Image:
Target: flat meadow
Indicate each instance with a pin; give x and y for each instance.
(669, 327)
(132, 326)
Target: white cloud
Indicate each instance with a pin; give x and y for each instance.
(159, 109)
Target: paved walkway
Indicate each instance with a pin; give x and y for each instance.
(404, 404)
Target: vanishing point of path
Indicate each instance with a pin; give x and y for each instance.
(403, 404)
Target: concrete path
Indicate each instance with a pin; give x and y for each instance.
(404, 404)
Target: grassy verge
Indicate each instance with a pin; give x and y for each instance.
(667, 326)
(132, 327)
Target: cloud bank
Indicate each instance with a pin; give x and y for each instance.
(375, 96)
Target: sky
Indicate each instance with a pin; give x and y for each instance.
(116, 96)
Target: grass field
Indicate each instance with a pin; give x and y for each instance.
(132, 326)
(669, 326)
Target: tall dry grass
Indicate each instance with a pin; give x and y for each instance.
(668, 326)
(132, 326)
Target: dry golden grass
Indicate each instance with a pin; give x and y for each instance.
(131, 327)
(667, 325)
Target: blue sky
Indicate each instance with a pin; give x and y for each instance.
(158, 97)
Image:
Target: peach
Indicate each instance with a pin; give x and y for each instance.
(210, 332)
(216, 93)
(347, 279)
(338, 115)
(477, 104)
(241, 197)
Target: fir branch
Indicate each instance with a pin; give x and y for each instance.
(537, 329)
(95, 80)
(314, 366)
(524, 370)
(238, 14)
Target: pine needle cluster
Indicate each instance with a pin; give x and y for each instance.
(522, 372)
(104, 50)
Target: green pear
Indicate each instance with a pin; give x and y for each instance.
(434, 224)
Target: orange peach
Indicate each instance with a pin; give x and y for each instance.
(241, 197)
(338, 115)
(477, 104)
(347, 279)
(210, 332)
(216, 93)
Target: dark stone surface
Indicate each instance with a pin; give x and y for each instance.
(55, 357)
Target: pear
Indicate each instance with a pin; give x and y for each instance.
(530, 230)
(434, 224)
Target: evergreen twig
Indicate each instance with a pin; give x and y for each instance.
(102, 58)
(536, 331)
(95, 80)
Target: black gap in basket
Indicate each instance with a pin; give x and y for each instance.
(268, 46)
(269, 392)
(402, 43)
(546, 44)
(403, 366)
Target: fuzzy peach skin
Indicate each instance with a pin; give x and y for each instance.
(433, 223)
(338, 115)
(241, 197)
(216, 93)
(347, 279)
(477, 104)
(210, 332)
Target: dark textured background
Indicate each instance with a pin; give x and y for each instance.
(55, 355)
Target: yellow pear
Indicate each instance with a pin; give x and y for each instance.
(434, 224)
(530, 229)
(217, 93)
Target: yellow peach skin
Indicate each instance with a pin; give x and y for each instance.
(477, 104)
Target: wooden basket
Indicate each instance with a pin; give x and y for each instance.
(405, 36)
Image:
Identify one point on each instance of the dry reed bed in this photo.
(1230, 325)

* * *

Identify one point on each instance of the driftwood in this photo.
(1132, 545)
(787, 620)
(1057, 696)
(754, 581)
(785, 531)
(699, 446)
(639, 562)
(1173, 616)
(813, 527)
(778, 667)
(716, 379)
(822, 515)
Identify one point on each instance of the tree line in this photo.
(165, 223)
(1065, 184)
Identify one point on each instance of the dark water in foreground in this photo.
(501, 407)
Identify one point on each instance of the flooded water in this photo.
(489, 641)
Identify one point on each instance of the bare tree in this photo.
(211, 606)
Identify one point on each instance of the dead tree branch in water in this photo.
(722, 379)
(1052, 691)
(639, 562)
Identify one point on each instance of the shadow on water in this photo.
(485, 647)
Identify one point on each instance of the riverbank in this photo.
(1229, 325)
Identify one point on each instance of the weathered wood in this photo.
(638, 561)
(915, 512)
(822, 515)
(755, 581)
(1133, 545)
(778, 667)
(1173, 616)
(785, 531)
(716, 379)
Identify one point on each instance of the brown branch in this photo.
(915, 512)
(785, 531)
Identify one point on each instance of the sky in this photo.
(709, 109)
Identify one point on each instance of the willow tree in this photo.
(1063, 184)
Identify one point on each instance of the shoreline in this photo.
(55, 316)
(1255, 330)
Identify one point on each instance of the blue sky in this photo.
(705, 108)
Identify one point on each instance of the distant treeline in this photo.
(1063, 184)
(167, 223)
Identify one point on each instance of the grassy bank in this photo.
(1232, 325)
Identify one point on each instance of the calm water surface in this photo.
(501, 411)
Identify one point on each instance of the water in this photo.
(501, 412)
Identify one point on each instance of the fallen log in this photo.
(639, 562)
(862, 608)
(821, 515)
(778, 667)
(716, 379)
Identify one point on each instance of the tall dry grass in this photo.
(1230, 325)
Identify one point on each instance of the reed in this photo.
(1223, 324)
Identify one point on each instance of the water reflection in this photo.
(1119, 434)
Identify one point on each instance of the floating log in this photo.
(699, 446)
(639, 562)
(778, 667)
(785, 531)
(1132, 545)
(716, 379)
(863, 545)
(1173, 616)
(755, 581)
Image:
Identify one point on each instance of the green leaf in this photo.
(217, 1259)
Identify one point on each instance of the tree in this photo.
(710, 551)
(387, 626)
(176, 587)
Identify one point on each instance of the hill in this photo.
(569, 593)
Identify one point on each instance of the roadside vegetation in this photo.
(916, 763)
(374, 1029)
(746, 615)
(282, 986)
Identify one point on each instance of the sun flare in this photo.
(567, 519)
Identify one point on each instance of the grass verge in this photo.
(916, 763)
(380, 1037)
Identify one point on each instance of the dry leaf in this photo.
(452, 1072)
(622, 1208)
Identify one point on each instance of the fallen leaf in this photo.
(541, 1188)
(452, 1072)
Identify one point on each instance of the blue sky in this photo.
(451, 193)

* * *

Can you pull out, word for word, only the lines of the listing from the one containing "Identify one point on each instance of the shoreline" up to and including the one containing "(1232, 325)"?

### REPLY:
Identify one point on each instance of the shoreline in this photo.
(55, 316)
(1255, 330)
Identify one point on each instance of the blue sky in this photo.
(705, 108)
Identify one point on each instance of the distant treeline in this photo.
(1063, 184)
(167, 223)
Identify one point on each instance of the grassy bank in this photo.
(1232, 325)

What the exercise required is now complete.